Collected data
◆ ◆ ◆

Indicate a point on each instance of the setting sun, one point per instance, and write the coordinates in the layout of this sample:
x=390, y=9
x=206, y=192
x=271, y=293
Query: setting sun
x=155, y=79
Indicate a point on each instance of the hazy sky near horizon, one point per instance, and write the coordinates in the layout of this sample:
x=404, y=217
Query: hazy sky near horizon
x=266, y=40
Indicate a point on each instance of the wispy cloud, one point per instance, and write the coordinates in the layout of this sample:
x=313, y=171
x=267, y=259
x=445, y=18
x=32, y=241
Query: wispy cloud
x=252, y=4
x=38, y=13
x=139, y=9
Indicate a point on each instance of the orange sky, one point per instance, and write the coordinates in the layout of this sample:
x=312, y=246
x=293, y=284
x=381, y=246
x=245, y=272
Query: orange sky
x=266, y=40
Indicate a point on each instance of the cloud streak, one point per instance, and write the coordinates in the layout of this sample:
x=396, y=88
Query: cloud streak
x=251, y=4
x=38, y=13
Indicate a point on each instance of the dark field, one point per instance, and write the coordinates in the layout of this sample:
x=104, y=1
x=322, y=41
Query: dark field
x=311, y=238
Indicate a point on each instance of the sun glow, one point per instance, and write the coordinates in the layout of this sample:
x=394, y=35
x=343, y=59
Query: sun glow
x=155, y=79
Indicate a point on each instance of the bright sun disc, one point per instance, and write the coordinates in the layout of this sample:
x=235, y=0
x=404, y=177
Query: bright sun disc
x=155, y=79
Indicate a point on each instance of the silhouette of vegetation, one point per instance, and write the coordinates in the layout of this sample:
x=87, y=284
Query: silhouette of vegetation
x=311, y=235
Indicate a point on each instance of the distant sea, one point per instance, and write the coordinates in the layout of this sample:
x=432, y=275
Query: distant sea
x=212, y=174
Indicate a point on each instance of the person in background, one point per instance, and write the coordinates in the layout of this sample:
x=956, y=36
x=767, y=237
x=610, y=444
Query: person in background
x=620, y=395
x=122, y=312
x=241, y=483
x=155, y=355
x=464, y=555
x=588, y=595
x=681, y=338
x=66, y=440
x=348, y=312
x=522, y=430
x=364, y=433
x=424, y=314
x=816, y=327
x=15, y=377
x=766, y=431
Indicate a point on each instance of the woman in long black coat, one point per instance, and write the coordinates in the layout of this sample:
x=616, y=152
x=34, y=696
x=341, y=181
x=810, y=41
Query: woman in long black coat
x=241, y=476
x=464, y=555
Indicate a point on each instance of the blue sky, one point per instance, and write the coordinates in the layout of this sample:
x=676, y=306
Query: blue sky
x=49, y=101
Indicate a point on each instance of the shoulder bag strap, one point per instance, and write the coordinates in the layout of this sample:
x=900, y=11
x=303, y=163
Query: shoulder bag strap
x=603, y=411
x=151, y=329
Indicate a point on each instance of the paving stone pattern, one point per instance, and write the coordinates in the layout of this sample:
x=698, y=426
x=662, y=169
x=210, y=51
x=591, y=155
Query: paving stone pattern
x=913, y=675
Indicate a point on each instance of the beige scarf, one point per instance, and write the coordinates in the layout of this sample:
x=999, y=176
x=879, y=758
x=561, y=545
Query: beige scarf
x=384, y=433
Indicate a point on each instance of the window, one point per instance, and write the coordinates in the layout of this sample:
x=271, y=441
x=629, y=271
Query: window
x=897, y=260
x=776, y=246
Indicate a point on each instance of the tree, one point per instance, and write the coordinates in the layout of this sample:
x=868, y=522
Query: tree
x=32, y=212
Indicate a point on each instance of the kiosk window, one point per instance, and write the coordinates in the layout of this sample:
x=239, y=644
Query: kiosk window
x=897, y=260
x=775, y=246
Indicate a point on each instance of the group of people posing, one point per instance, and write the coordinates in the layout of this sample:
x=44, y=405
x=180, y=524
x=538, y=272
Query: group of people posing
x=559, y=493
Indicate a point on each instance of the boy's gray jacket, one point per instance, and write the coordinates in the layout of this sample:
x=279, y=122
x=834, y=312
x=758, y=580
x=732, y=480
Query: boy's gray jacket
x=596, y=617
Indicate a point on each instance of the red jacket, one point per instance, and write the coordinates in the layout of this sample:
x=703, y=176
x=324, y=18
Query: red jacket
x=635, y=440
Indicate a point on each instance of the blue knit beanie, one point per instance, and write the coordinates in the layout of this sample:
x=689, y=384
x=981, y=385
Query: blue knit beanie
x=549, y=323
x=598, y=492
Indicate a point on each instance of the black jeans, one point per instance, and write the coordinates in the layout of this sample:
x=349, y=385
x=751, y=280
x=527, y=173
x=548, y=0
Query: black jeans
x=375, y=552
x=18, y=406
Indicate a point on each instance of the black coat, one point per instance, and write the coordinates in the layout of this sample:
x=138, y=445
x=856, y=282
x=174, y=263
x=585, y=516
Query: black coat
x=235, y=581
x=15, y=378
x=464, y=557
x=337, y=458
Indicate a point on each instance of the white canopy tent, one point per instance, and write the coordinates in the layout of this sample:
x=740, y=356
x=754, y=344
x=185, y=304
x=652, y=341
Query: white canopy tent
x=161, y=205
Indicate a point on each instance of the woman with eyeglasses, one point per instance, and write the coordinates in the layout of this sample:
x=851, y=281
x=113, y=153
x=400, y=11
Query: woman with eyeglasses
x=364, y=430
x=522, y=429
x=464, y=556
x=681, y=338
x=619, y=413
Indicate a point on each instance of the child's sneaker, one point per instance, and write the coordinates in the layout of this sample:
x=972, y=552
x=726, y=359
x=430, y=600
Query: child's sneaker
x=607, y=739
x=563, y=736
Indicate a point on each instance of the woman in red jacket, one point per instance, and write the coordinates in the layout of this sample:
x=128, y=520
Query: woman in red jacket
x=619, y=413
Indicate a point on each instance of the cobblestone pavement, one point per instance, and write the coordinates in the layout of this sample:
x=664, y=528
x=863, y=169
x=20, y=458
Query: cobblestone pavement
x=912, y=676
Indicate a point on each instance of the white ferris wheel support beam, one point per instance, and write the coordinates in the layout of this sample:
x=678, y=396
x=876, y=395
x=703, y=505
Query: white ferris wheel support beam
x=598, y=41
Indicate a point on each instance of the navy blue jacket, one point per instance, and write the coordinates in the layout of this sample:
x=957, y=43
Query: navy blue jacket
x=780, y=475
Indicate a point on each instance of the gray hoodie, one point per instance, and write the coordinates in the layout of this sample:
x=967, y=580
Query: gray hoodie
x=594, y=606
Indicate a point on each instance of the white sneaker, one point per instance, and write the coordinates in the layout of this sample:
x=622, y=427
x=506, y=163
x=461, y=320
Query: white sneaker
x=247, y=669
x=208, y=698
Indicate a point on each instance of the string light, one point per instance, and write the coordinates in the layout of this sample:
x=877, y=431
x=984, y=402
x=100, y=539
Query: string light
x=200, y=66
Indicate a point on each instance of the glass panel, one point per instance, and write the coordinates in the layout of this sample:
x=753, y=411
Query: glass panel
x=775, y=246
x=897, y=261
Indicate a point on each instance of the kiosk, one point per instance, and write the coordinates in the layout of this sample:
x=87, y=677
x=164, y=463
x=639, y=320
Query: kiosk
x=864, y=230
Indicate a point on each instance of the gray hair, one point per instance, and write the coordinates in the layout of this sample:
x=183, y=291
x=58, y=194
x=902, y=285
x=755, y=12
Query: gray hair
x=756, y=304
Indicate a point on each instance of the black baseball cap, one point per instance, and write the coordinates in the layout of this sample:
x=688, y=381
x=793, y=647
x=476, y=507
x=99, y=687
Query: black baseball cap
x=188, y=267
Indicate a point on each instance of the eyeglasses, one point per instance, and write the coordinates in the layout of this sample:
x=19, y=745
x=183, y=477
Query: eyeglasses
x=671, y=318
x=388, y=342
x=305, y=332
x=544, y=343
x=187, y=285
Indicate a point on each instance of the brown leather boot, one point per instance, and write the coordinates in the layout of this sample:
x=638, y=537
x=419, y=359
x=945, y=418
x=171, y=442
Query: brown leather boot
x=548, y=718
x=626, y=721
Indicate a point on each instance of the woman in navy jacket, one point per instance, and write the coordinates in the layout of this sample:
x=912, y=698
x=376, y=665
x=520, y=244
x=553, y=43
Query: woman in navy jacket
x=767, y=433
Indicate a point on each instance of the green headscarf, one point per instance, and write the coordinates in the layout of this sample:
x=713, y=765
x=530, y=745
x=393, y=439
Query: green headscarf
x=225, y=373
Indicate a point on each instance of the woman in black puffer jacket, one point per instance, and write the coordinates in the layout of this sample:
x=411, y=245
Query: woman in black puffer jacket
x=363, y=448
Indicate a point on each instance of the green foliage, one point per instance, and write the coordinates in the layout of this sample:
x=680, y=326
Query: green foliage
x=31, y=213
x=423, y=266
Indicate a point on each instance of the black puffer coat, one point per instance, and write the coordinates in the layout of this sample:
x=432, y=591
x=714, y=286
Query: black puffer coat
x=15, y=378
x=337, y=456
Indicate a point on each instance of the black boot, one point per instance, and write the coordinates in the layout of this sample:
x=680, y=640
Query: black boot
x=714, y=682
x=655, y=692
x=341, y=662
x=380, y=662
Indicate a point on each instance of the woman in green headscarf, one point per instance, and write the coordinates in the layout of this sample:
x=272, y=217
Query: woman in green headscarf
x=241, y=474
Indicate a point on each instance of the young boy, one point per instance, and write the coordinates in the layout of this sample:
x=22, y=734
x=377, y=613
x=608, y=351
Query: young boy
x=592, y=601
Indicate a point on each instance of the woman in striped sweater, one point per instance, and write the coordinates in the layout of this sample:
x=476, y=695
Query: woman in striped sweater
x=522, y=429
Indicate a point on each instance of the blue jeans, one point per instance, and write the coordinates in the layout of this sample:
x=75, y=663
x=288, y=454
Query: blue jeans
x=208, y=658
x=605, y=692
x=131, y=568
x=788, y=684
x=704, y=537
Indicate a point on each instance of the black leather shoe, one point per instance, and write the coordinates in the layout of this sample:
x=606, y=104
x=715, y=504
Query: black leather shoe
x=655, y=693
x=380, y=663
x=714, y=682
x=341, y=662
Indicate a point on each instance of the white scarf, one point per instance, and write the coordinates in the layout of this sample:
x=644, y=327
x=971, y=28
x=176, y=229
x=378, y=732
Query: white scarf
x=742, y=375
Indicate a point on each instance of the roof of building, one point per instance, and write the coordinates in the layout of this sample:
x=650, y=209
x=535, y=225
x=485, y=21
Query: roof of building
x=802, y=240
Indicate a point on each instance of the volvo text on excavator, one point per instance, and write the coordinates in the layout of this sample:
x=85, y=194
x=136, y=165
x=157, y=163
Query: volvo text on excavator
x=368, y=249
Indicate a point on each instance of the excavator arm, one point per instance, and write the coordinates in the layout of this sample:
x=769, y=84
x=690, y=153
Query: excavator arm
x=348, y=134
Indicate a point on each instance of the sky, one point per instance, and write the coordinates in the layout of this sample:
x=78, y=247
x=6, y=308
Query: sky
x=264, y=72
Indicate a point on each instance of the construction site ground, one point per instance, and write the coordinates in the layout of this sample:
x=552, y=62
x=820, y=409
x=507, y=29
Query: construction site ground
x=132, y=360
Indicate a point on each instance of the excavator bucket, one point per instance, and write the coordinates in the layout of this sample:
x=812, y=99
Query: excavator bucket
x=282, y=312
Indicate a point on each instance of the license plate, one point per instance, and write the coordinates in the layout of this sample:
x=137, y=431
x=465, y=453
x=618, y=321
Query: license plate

◆ ◆ ◆

About this task:
Transcribe, word for word, the data above from its first line through the line with "x=404, y=217", and include nothing else.

Written response:
Indicate a point on each instance of the setting sun, one point per instance, and write the coordinates in the layout of this sample:
x=390, y=9
x=206, y=192
x=271, y=293
Query: setting sun
x=155, y=79
Indicate a point on each instance of the hazy sky near horizon, one point per instance, and write the coordinates in the layout of this sample:
x=404, y=217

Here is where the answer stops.